=== INPUT FOR THIS TASK ===

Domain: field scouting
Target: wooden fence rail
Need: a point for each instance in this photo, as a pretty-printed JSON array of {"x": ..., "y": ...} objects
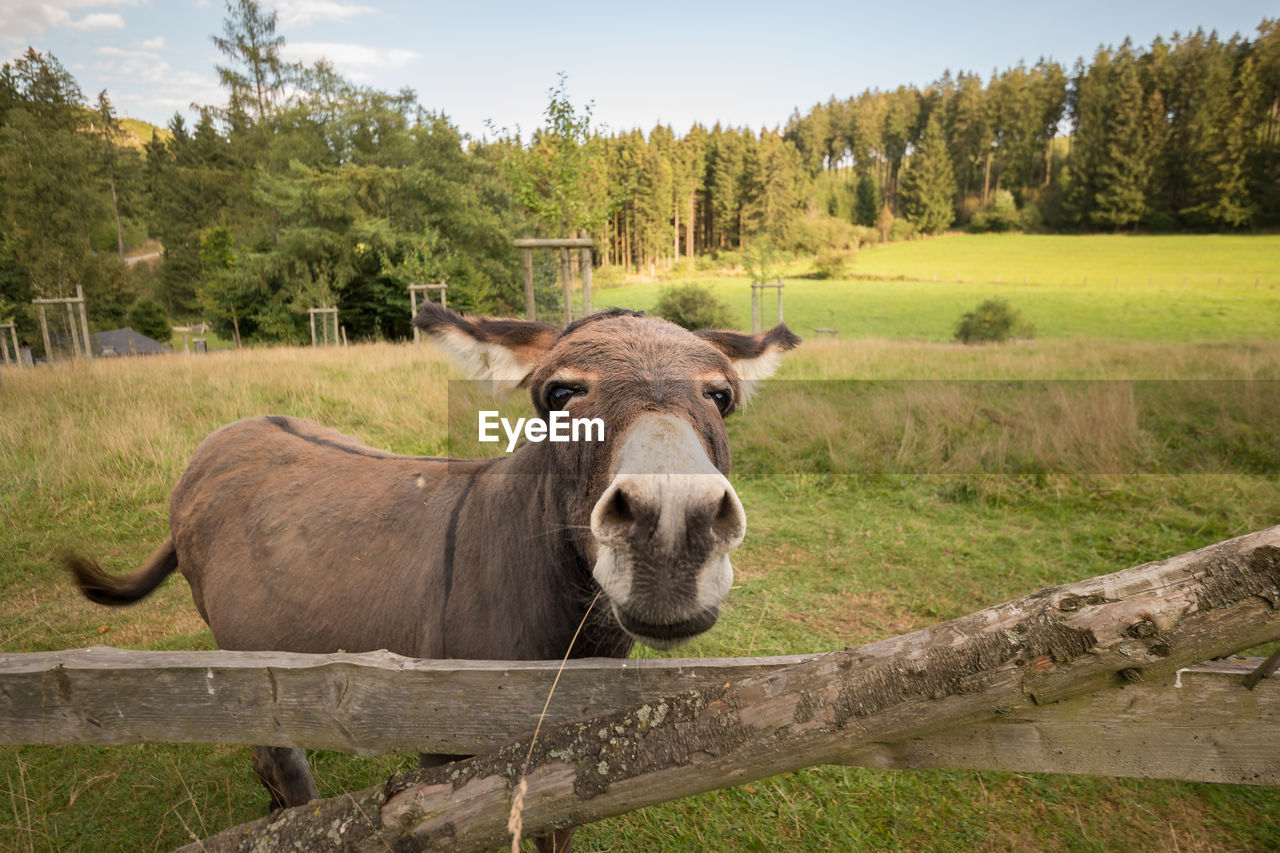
[
  {"x": 1096, "y": 676},
  {"x": 1196, "y": 725}
]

===

**YOUR INSTRUCTIONS:**
Leave out all images, then reproduce the entries above exactly.

**RESPONSE FOR THIS EXERCISE:**
Domain: field scouting
Target: wooden fence rail
Need: a point for each instance in this photo, as a pretty-printed JSON array of {"x": ..., "y": ...} objects
[
  {"x": 1096, "y": 676},
  {"x": 1196, "y": 725}
]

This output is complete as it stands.